## Texto extraído
Sentado num dos bancos de pedra, a olhar o casario de Alfama e o Tejo lá em baixo, António Alves espera que “os negócios reanimem” mas deseja que não se volte aos números dos últimos anos. Tanto turismo, defende, “fez mal à cidade”. “É incrível estar aqui a ouvir passarinhos em vez de carros e autocarros”, aponta. Pierre Guibert, fotógrafo francês a viver em Portugal há vários anos, não esconde o entusiasmo. Há cinco dias que anda a percorrer as ruas de Lisboa com câmaras e um pequeno drone. Nunca tinha tido a oportunidade de registar a cidade vazia, ainda para mais “estamos na altura dos jacarandás em flor”. “Está fantástico.” Causa “estranheza”, assume, mas é “uma coisa incrível”. “Realmente é outro mundo”, diz.

O contraste esperado é absoluto entre os poucos que passeiam, e vêem no desconfinamento sem turistas a possibilidade de redescobrir a cidade, e quem depende do turismo estrangeiro para subsistir.

## Dados apresentados
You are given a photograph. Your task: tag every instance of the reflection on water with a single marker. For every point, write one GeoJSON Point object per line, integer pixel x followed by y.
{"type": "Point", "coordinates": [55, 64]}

## Objetivo da tarefa
Transcreva o trecho do texto extraído que começa nas palavras com "O contraste esperado" e termina depois de "estrangeiro para subsistir.", substituindo "absoluto" por "total".

## Resposta
O contraste esperado é total entre os poucos que passeiam, e vêem no desconfinamento sem turistas a possibilidade de redescobrir a cidade, e quem depende do turismo estrangeiro para subsistir.